> [TASK PROMPT]: Write out every line exactly, from the first line of the records below through the line that contains "boxes = findObject(img, 'car window');".

----- SUPPLIED MATERIAL

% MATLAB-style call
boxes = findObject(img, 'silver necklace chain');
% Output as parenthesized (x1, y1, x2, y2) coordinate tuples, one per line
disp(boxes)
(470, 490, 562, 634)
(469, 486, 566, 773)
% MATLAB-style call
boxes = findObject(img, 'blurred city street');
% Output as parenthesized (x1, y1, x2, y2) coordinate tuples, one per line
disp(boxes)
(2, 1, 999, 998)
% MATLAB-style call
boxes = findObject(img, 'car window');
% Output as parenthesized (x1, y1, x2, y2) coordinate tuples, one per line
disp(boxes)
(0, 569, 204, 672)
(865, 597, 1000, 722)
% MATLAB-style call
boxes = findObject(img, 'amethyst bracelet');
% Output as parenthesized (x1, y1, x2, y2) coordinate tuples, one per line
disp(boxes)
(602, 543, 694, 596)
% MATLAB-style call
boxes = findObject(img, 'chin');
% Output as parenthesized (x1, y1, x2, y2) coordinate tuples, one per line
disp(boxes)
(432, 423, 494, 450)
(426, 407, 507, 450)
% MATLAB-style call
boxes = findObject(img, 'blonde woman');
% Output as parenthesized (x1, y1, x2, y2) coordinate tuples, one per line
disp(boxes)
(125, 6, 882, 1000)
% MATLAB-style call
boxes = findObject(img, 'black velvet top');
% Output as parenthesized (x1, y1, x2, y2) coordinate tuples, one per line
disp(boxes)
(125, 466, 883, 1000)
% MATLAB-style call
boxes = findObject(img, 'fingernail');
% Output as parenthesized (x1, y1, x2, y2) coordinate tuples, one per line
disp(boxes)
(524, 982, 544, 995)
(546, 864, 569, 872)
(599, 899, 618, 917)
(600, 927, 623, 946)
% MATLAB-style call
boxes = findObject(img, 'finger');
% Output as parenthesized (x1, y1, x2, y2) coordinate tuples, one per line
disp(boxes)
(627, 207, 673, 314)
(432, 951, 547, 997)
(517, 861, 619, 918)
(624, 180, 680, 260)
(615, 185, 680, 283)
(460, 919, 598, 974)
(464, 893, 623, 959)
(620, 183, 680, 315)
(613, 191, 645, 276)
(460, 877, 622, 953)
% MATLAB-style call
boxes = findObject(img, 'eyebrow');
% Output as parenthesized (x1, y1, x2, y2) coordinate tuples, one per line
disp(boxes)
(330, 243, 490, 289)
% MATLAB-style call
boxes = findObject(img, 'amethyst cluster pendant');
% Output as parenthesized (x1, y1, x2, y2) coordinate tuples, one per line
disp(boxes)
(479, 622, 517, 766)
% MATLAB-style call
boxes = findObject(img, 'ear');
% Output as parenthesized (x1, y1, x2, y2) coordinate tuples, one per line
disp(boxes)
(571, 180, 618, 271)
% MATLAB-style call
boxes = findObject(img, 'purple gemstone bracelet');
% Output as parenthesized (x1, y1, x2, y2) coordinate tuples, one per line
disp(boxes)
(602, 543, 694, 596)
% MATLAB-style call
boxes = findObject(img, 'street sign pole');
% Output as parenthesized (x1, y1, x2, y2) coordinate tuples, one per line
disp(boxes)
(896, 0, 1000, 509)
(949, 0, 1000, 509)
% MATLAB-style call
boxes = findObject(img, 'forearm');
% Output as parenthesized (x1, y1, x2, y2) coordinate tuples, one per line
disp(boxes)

----------

> [TASK OUTPUT]:
% MATLAB-style call
boxes = findObject(img, 'silver necklace chain');
% Output as parenthesized (x1, y1, x2, y2) coordinate tuples, one per line
disp(boxes)
(470, 490, 562, 634)
(469, 486, 566, 773)
% MATLAB-style call
boxes = findObject(img, 'blurred city street');
% Output as parenthesized (x1, y1, x2, y2) coordinate tuples, one per line
disp(boxes)
(2, 1, 999, 998)
% MATLAB-style call
boxes = findObject(img, 'car window');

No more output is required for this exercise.